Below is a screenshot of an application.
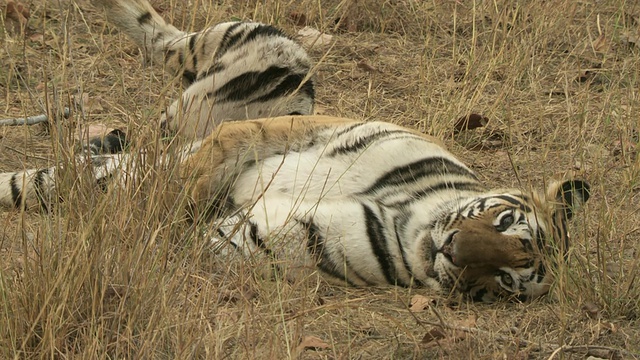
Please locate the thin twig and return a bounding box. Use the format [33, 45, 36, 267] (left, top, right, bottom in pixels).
[420, 320, 640, 360]
[0, 107, 71, 126]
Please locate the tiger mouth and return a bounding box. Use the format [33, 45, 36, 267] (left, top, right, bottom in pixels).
[432, 231, 458, 266]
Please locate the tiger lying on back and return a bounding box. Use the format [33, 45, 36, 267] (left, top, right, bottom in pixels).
[0, 116, 589, 302]
[95, 0, 315, 140]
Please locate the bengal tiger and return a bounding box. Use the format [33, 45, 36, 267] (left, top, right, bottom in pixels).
[0, 116, 590, 302]
[95, 0, 315, 139]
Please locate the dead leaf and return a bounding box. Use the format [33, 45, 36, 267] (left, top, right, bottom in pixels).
[298, 26, 333, 49]
[29, 33, 44, 45]
[422, 328, 467, 348]
[591, 33, 611, 53]
[313, 105, 327, 115]
[582, 301, 600, 319]
[4, 0, 31, 33]
[75, 123, 113, 141]
[298, 335, 331, 350]
[289, 11, 307, 26]
[620, 31, 640, 47]
[74, 93, 104, 113]
[357, 60, 381, 73]
[453, 114, 489, 134]
[422, 327, 446, 345]
[409, 295, 434, 312]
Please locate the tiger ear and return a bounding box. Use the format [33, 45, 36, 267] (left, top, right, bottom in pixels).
[547, 180, 591, 220]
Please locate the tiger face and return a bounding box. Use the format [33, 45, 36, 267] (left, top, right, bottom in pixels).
[431, 181, 589, 302]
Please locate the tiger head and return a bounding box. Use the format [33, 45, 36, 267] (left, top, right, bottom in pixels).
[431, 180, 590, 302]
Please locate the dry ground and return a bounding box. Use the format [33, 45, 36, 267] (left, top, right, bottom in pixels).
[0, 0, 640, 359]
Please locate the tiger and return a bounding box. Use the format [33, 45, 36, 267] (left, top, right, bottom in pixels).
[0, 115, 591, 302]
[95, 0, 315, 140]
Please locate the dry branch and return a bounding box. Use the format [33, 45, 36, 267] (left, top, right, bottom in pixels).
[0, 108, 71, 126]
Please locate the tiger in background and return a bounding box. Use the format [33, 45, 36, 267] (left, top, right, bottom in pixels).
[94, 0, 315, 140]
[0, 116, 590, 302]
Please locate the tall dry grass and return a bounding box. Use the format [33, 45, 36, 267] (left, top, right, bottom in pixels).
[0, 0, 640, 359]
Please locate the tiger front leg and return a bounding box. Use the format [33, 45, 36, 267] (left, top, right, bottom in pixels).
[182, 116, 356, 219]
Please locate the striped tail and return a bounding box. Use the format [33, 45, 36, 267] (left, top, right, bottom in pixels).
[96, 0, 188, 70]
[0, 167, 56, 210]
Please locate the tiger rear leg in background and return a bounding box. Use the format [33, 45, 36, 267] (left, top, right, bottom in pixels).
[96, 0, 315, 140]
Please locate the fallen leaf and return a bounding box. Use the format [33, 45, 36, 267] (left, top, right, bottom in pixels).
[74, 93, 104, 113]
[453, 114, 489, 134]
[4, 0, 31, 33]
[289, 11, 307, 26]
[422, 328, 467, 348]
[591, 33, 611, 53]
[620, 31, 640, 47]
[422, 327, 446, 344]
[298, 26, 333, 49]
[582, 301, 600, 319]
[357, 60, 381, 73]
[298, 336, 331, 350]
[409, 295, 434, 312]
[313, 105, 327, 115]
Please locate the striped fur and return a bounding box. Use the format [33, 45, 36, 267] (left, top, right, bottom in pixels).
[0, 116, 589, 301]
[96, 0, 315, 139]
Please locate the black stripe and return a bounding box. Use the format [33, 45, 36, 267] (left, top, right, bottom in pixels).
[487, 195, 531, 212]
[137, 11, 151, 25]
[33, 169, 51, 211]
[238, 24, 286, 46]
[182, 70, 196, 86]
[361, 157, 477, 195]
[189, 33, 198, 55]
[249, 74, 314, 104]
[216, 22, 246, 58]
[393, 212, 424, 287]
[362, 205, 407, 286]
[327, 130, 406, 157]
[212, 66, 289, 102]
[249, 221, 271, 255]
[336, 122, 367, 137]
[197, 62, 226, 80]
[386, 181, 485, 207]
[9, 173, 22, 208]
[188, 33, 198, 80]
[151, 31, 164, 45]
[296, 220, 366, 286]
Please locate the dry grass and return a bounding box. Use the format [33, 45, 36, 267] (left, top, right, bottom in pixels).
[0, 0, 640, 359]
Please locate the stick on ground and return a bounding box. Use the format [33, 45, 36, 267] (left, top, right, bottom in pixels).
[0, 108, 70, 126]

════

#### TASK PROMPT
Reproduce everything from the start of the data down to the line containing "[95, 0, 315, 139]", with that line included. Leave the pictures out.

#### RESPONSE TO THE TASK
Below is a screenshot of an application.
Please locate the thin twig and return a bounding box. Use the format [33, 45, 36, 267] (left, top, right, bottom in pixels).
[420, 320, 640, 360]
[0, 107, 71, 126]
Please locate the tiger mouth and return a bounding box. Use the format [33, 45, 36, 267] (left, top, right, bottom in pixels).
[432, 231, 458, 266]
Please locate the tiger lying on back and return a bounding box. Use the format [33, 45, 36, 267] (left, top, right, bottom in pixels).
[0, 116, 589, 302]
[95, 0, 315, 140]
Please locate the bengal tiger and return a bounding box. Use the format [33, 45, 36, 267] (left, top, right, bottom in pixels).
[0, 116, 590, 302]
[95, 0, 315, 139]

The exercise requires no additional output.